Please duplicate each of the following records line for line, with no changes.

━━━━━ MATERIAL PROVIDED ━━━━━

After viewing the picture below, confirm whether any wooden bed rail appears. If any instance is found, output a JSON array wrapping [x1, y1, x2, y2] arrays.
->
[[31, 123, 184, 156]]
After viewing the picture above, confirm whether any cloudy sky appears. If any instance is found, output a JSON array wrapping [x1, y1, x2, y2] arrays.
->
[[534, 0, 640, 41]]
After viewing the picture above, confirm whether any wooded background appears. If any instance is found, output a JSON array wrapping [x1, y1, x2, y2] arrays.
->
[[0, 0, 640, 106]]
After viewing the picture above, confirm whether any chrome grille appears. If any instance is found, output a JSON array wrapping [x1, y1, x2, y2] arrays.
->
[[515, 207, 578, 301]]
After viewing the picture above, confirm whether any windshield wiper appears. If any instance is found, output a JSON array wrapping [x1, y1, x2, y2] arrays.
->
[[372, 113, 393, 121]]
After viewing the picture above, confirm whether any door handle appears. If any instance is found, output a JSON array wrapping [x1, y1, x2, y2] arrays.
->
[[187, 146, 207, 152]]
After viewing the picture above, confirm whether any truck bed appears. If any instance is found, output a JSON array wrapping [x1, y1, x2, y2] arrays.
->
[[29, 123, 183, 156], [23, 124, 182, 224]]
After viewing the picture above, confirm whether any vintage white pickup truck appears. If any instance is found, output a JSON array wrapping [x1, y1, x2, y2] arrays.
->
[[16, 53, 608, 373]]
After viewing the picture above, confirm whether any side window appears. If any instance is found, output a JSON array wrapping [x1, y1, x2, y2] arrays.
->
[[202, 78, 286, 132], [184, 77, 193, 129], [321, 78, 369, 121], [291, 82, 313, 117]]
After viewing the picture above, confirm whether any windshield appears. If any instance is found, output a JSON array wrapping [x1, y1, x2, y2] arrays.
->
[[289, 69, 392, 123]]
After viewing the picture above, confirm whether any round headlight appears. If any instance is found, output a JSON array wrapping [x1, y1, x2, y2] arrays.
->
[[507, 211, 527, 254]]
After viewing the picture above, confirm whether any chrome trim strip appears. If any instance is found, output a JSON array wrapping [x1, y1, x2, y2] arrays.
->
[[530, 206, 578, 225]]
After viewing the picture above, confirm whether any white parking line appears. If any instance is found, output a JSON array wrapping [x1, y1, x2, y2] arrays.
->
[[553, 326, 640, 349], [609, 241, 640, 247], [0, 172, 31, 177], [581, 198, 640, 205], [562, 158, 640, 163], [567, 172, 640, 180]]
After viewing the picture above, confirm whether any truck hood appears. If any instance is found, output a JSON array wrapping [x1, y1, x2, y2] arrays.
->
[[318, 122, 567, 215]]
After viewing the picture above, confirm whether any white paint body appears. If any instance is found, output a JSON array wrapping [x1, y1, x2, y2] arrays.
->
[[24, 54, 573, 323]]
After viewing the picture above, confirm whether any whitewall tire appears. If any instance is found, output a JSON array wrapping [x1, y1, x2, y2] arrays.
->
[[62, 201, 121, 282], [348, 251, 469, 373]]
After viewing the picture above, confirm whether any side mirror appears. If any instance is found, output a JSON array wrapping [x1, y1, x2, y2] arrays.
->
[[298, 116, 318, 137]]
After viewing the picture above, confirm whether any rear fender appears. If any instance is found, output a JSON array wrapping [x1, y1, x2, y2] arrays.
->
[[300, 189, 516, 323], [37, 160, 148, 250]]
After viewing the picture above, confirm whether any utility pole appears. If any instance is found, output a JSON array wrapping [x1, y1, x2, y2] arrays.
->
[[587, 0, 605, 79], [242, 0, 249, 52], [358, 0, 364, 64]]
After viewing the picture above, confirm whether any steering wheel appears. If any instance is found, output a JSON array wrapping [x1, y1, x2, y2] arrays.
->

━━━━━

#### CORRECT RESPONSE:
After viewing the picture below, confirm whether any wooden bed rail appears. If any instance is found, output a JSON array wrapping [x1, y1, x2, y2] arrays.
->
[[31, 123, 184, 156]]
After viewing the picture above, confirm whether any cloudy sky appears. If any instance is found, output a JSON array wrapping [x1, y1, x2, y2] arrays.
->
[[534, 0, 640, 41]]
After viewing the picture above, confirm whether any wooded background appears. If any instance is found, output a JSON array wrapping [x1, y1, x2, y2] arrays.
->
[[0, 0, 640, 106]]
After viewing the picture above, confirm whether any chrome grille appears. If any instance is found, output a JSON array wrapping [x1, y1, x2, y2] arrays.
->
[[515, 207, 578, 301]]
After viewing the picture above, confirm whether any windshield wiper appears. If any instance is found, output a JSON array wrapping [x1, y1, x2, y2] arrays.
->
[[372, 113, 393, 121]]
After viewing the picture above, confirm whether any door handle appears. If any instance is found, output a JSON array wrapping [x1, y1, x2, y2] arrays.
->
[[187, 146, 207, 152]]
After viewing the picture above, confirm whether any truck bed appears. If any instance is found, output a JSON array wrapping [x1, y1, x2, y2] arrays.
->
[[29, 123, 183, 156], [23, 124, 182, 224]]
After viewing the picture above, confirm whether any vintage white pickup truck appears. If any instance is found, output a JSON array wrapping [x1, y1, x2, y2] arrays.
->
[[16, 53, 608, 373]]
After viewing the picture above, confirm whether any side window appears. If any instance is found, output a JSON array wrapping [x1, y1, x2, y2] arrays.
->
[[202, 78, 286, 132], [184, 77, 193, 129], [321, 78, 369, 121], [291, 82, 313, 117]]
After viewing the picture above, confirm whether any windshield appears. If any instance is found, output a JSON array wrapping [x1, y1, x2, y2] arrays.
->
[[289, 69, 392, 123]]
After viewing the picture above, confirm whether any round headlight appears. If any instance is found, output a JSON array wrapping [x1, y1, x2, y2] arrays.
->
[[507, 211, 527, 254]]
After viewing the picture above, confirm whether any chrome trim strip appears. If any instance is found, output a JSON array wrapping [x1, y1, x2, y2] arrays.
->
[[530, 206, 578, 225]]
After viewing the picture above, confirm whether any white parking line appears. If any instance is found, output a JSON array wrapping [x1, y1, x2, y2] arrays.
->
[[553, 326, 640, 349], [609, 241, 640, 247], [0, 172, 31, 177], [581, 198, 640, 205], [562, 158, 640, 163], [567, 172, 640, 180]]
After viewing the picture above, confirm whether any truck hood appears. If any instance is found, output a JSON array wrapping [x1, y1, x2, y2] arrays.
->
[[318, 122, 567, 215]]
After viewing the picture above, confirm whether any white paint body appears. If any instance is found, output a JSON array wrapping [x1, y1, x2, y2] arrays.
->
[[24, 54, 573, 323]]
After viewing the picture above, confirm whether any whitewall tire appears. If any instance is found, output a JSON array wrapping [x1, y1, x2, y2] arrays.
->
[[62, 201, 121, 282], [348, 251, 469, 373]]
After viewing the picture above, confirm whether any side mirror appears. If any instance is found, output a JSON array wrapping [x1, y1, x2, y2] arrays.
->
[[298, 116, 318, 137]]
After viewing the picture above, confirm whether any rear fender appears. If any instance is found, output a JSON array wrapping [x1, y1, x2, y2] arrays.
->
[[300, 189, 516, 323], [37, 160, 148, 250]]
After viewing the picture above, confirm whether any utility pole appears. If any instance is found, output a JSON array wrapping [x1, y1, x2, y2] arrays.
->
[[587, 0, 605, 79], [242, 0, 249, 52], [358, 0, 364, 64]]
After viewing the picture above, confirm whether any steering wheel appears. If any instance is found, output a JSON array wrapping [x1, y1, x2, y2] arrays.
->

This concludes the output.